== WORK INSTRUCTIONS ==
Put every record below into a two-column CSV headed "prompt" and "output", with one row per record holding its text and its answer. Enclose each field in quotation marks and replace any line breaks inside a field with spaces.
### DATA LINES
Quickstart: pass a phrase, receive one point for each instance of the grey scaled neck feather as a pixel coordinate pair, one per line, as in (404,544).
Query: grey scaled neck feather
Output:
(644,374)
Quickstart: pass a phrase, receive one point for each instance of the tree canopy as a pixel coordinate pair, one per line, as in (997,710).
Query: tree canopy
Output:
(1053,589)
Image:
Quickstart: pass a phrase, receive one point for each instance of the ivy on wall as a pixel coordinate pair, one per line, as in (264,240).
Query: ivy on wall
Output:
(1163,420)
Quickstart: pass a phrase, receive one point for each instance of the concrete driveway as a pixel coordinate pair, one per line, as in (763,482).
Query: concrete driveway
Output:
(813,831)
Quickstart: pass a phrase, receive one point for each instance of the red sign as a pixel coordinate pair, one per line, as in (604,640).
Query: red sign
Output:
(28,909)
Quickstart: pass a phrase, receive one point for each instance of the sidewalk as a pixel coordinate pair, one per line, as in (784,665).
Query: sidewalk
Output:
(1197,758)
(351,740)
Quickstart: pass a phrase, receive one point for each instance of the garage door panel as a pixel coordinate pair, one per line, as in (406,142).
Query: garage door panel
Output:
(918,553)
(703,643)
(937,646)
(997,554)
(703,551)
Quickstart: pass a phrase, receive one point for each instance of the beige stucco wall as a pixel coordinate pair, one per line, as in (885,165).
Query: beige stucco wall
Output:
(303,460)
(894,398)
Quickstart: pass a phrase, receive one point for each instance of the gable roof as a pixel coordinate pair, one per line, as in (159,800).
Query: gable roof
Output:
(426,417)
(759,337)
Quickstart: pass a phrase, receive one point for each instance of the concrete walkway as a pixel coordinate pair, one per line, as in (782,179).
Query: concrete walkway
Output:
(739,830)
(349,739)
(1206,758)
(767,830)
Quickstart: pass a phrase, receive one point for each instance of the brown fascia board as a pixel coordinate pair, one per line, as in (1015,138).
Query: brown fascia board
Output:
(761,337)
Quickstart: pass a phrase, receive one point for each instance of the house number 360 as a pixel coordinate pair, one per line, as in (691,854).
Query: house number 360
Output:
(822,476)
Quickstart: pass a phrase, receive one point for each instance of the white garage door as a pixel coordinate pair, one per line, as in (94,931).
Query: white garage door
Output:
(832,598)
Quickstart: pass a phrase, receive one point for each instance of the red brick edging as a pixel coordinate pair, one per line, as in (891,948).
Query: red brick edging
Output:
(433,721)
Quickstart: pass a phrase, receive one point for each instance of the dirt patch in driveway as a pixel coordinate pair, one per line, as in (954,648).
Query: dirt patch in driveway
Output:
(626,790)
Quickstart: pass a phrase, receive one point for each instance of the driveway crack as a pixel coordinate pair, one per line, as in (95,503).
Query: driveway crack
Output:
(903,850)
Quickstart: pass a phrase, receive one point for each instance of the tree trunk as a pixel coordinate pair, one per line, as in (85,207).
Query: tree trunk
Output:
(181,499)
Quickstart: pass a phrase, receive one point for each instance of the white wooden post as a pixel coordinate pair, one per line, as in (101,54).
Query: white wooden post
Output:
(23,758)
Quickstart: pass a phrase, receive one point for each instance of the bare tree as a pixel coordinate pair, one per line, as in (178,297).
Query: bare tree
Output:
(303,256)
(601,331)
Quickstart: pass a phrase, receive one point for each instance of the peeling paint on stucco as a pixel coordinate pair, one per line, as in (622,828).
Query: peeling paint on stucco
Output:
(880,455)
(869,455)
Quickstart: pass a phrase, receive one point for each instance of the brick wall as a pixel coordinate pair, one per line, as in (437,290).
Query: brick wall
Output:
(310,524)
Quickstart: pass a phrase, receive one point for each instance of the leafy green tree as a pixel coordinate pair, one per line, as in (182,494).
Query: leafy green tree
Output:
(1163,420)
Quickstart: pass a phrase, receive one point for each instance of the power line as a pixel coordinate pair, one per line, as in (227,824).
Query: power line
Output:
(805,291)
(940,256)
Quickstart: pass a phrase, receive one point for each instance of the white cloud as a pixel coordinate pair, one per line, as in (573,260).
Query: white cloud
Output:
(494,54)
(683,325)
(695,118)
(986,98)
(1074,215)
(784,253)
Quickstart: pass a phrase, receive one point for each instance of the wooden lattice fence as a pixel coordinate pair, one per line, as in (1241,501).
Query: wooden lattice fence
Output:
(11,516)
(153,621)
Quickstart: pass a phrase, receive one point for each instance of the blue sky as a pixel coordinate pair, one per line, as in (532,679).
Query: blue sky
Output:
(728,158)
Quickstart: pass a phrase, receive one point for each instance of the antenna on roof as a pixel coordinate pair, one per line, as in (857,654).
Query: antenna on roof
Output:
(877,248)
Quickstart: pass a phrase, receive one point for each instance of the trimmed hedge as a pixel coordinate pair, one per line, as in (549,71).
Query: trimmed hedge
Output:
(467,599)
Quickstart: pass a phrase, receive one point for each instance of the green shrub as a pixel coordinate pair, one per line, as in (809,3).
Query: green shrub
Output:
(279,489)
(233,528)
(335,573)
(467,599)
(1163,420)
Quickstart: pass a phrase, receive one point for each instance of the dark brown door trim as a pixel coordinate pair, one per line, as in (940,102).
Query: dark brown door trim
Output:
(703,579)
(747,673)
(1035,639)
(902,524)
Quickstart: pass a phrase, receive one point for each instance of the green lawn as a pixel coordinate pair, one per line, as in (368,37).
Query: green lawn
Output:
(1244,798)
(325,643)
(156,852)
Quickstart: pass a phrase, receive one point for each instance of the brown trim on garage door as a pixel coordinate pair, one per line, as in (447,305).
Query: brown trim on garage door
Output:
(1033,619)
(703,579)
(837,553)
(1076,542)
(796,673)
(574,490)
######
== PROBLEM SOLUTION ==
prompt,output
"Quickstart: pass a phrase, receive one point for each instance of the grey scaled neck feather as a pixel coordinate pair, one per line, as in (404,544). Query: grey scaled neck feather Output:","(644,374)"
"Quickstart: pass a phrase, receive one point for each instance of the tree canopy as a pixel coordinate pair, one per line, as in (997,710). Query: tree canopy Output:","(1053,589)"
"Image: Quickstart: pass a phrase, receive one point for each instance of the ivy on wall as a pixel coordinate pair, one per line, as in (264,240). Query: ivy on wall Output:","(1163,420)"
"Quickstart: pass a phrase, receive one point for each instance of the concrete driveway as a pixel coordinate pair, one per line, as in (763,482). Query: concrete driveway Output:","(813,831)"
"Quickstart: pass a phrase, receive one point for each instance of the red sign as a pixel coordinate pair, one per line, as in (604,640). Query: red sign Output:","(28,909)"
"Quickstart: pass a phrase, receive one point for each instance of the sidewalk as a pixel coordinate pair, one per line, as in (784,665). Query: sidewalk Output:","(1197,758) (351,740)"
"Quickstart: pass a phrase, receive one point for each instance of the garage door panel as a pixel coordinate pair, one per line, as in (406,142). Query: garage door panel Output:","(918,553) (703,643) (937,646) (997,554) (703,551)"
"Quickstart: pass a phrase, receive one point for each instance of the beige stucco wall as a pixel coordinate pair, one per line, as in (885,165). Query: beige stucco wall Output:","(303,460) (894,398)"
"Quickstart: pass a phrase, receive one point for each instance of the gable roof as a pixel coordinate pair, one per line, as in (159,800). Query: gable roof Output:","(426,417) (759,337)"
"Quickstart: pass a phrase, receive one point for each instance of the concrete walkway as a pixel coordinate pair, one per line, as in (782,179). Query: concrete walkway Output:","(739,830) (349,739) (1206,758) (767,830)"
"Quickstart: pass a phrase, receive one point for each instance of the brown fascia board as a pixel coordinate pair, one per line, as in (1015,138). Query: brown fascia board Output:","(761,337)"
"Quickstart: pass a phrase, receive one point for each instance of the house number 360 as a pixel coordinate pair, one per line, as in (691,854). Query: house number 360 Output:","(822,476)"
"Quickstart: pass a phrase, receive one point for each instance of the white garage door as a pixel coordinate pair, one per line, as in (94,931). Query: white garage door Output:","(832,598)"
"Quickstart: pass a phrase, receive one point for each instance of the red brick edging as a pixel coordinate pair, one per line, as in (891,948). Query: red brick edging Output:","(433,721)"
"Quickstart: pass a phrase, receive one point for each instance of the dirt patch in driveway as a pixel coordinate pair, one per line, as in (954,648). Query: dirt patch in driveway Output:","(626,790)"
"Quickstart: pass a phrase, receive one point for each instance of the driveway crack as a pixel coordinate pair, one per line, as in (95,503). Query: driveway crack Output:","(903,850)"
"Quickstart: pass a phrase, receive one point for each instance of the tree trunk as a pixel coordinate pair, one per line, as in (85,207). Query: tree trunk Output:","(181,499)"
"Quickstart: pass a phrase, receive one point for each instance of the white wooden post as a pixel coordinate pair, one per line, as in (101,54). Query: white wooden post Output:","(23,758)"
"Quickstart: pass a phrase, receive one point for each instance of the bare tree as a pixel coordinate pair, one per line, as in (178,297). Query: bare tree Output:","(303,256) (601,331)"
"Quickstart: pass a phrase, receive one point for each instance of the peeling paint on stucco as a pixel coordinate pair, one per line, as in (622,828). Query: peeling paint on stucco Output:","(880,455) (869,455)"
"Quickstart: pass a phrase, receive one point for each instance of the brick wall as a pixel coordinate pair, one per line, as in (437,290). Query: brick wall Output:","(310,524)"
"Quickstart: pass a phrase, receive one point for each instance of the leafy green tree as a pixel coordinate pair, one per line, as in (182,494). Query: leafy green tree Output:","(1163,420)"
"Quickstart: pass a phrase, receive one point for each instance of the power line as a pixel coordinate pair, one per line, as in (227,824). Query: power line Output:","(805,291) (940,256)"
"Quickstart: pass a phrase, receive one point for each instance of the white cloud as a pixel coordinate pair, one per line, as in (573,260). Query: white cloud Output:","(494,54) (683,325) (695,118) (986,98) (1074,215) (784,253)"
"Quickstart: pass a phrase, receive one point for each instance of the wooden lattice fence as a pixel coordinate pair, one per line, as in (1241,501). Query: wooden lattice fence Output:","(11,516) (153,621)"
"Quickstart: pass a phrase, receive one point for each instance of the blue sky as a pixel coordinate pair, one per line, as in (532,679). Query: blue sky Output:","(728,158)"
"Quickstart: pass a phrase, receive one point for each instance of the antenna on roof as a pixel coordinate pair, one per line, as in (857,654). Query: antenna on roof Output:","(877,248)"
"Quickstart: pass a phrase, receive one point for each instance of the trimmed hedge as a pixel coordinate pair, one per line, as in (549,71). Query: trimmed hedge Output:","(467,599)"
"Quickstart: pass a phrase, receive one point for each instance of the green shrub as a pixel coordinate pair, one per line, as in (809,3). Query: green shrub Output:","(279,489) (233,528) (335,573) (467,599) (1163,420)"
"Quickstart: pass a phrase, receive one point for each instance of the dark brown door trim as a pixel coordinate pair, one per line, as in (940,102). Query: dark brown door trim Output:","(703,579) (747,673) (1035,639) (902,524)"
"Quickstart: pass a phrase, receive one point for each instance of the green lawn as a pixel coordinate pair, one per line, as in (368,37). Query: green lawn Output:","(1244,798) (325,643) (156,852)"
"Quickstart: pass a phrase, receive one point for each instance of the brown trim on garage door as a pixel coordinate pair, one per line, as in (447,305). Query: brown trim on garage door Output:","(1033,619) (703,579) (837,553) (1076,542) (796,673) (574,490)"